→ **Given instruction**
Rescale the items from the start through the line containing "pixel 450 62", both ends included, reproducing every line with the requests but multiplying each pixel coordinate in the answers by 2.35 and rounding to whole numbers, halves up. Leave the numbers in the requests and their sample rows unchanged, and return only these lines.

Start Data excerpts

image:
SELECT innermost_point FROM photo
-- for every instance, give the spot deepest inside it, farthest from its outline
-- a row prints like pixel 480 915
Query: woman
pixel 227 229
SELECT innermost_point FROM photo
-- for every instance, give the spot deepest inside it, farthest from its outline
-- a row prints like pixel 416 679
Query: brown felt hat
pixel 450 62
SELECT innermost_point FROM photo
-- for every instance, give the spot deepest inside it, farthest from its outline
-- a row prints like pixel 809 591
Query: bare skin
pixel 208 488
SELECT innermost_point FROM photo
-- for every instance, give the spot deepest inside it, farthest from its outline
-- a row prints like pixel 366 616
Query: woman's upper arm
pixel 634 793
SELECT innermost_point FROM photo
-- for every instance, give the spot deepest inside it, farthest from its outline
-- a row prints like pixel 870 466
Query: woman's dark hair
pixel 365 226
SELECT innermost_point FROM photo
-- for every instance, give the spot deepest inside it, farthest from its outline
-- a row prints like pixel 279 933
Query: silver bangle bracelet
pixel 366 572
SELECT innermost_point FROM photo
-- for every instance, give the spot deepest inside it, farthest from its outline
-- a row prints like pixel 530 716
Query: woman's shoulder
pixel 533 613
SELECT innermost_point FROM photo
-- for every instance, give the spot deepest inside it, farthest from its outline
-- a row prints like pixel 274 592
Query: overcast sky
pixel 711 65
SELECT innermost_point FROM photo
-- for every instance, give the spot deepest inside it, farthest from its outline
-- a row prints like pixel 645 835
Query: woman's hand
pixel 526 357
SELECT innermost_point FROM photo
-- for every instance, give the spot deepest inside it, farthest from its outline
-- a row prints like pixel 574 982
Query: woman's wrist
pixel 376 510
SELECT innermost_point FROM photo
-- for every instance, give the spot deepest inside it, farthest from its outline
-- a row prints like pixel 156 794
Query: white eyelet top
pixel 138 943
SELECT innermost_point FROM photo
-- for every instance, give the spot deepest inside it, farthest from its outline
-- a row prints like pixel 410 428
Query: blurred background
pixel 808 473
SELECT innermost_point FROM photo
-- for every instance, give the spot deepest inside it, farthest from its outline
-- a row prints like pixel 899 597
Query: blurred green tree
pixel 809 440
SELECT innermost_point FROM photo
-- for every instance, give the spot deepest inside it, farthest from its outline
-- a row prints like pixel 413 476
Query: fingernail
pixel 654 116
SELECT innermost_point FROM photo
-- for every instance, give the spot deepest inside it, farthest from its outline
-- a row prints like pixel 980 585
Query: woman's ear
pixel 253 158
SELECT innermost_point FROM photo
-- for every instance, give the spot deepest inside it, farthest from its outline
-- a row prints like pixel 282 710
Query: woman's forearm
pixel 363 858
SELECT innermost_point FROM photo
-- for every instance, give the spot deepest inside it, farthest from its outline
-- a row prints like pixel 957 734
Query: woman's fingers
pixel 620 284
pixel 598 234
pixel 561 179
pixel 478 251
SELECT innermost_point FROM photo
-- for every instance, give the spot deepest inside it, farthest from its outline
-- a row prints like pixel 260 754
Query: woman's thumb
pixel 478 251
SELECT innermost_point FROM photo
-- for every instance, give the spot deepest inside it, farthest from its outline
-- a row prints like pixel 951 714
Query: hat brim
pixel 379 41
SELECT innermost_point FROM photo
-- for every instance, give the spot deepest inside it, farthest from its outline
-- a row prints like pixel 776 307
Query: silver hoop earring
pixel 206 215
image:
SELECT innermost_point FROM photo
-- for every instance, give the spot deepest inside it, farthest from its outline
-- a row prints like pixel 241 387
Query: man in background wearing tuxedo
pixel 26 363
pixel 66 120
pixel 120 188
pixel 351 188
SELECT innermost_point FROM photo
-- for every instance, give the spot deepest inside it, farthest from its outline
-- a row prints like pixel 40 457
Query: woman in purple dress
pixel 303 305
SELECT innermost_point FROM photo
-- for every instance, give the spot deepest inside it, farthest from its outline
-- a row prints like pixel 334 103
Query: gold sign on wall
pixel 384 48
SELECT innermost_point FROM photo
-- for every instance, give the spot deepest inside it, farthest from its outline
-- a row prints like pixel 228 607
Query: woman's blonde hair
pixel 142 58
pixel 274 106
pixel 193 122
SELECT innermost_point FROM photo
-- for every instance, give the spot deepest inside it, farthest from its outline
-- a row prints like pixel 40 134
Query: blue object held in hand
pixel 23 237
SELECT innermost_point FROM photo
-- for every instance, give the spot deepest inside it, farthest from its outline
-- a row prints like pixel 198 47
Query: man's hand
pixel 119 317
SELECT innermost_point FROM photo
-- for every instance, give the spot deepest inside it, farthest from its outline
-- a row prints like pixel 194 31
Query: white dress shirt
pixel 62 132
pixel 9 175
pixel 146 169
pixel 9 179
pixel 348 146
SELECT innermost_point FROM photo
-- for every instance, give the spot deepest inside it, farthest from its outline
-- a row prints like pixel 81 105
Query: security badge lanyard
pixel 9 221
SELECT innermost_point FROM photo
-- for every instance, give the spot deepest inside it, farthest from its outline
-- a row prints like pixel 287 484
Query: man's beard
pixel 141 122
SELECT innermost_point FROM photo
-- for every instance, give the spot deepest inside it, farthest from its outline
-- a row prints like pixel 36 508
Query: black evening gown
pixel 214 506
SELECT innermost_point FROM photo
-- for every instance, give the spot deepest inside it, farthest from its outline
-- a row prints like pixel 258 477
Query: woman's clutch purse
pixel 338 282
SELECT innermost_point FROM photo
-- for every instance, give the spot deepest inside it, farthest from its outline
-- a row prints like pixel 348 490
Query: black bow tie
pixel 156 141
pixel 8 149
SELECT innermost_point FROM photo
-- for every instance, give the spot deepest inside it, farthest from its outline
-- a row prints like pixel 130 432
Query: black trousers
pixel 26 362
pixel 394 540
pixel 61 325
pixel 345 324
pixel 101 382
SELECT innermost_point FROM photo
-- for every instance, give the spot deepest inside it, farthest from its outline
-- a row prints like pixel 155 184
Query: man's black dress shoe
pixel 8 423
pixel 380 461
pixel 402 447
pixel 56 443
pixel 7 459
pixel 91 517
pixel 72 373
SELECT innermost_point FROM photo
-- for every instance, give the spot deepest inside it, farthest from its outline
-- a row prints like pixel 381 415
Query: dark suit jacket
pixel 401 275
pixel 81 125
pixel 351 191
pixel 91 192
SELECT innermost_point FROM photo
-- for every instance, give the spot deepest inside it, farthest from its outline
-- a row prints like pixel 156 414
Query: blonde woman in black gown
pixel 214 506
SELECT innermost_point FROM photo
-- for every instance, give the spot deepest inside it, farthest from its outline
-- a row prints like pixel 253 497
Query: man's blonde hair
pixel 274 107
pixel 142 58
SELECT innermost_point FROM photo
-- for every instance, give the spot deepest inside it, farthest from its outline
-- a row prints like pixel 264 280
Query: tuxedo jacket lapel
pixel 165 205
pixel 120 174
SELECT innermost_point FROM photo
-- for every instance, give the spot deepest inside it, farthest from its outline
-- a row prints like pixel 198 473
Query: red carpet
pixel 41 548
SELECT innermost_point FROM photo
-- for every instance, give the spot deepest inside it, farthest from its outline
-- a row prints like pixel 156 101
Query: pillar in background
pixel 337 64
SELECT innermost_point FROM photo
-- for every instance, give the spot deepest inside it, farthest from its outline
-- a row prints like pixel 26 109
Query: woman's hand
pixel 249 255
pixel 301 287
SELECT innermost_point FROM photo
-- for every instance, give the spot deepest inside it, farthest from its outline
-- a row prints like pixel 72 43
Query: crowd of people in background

End Data excerpts

→ **Exercise response**
image:
SELECT innermost_point FROM photo
-- for every instance, give the spot deepest inside it, farthest from its outline
-- a row prints like pixel 480 915
Query: woman
pixel 533 538
SELECT innermost_point FROM photo
-- for every instance, give the spot deepest inside it, farthest from its outline
-- a row prints like pixel 416 679
Query: brown felt hat
pixel 1058 146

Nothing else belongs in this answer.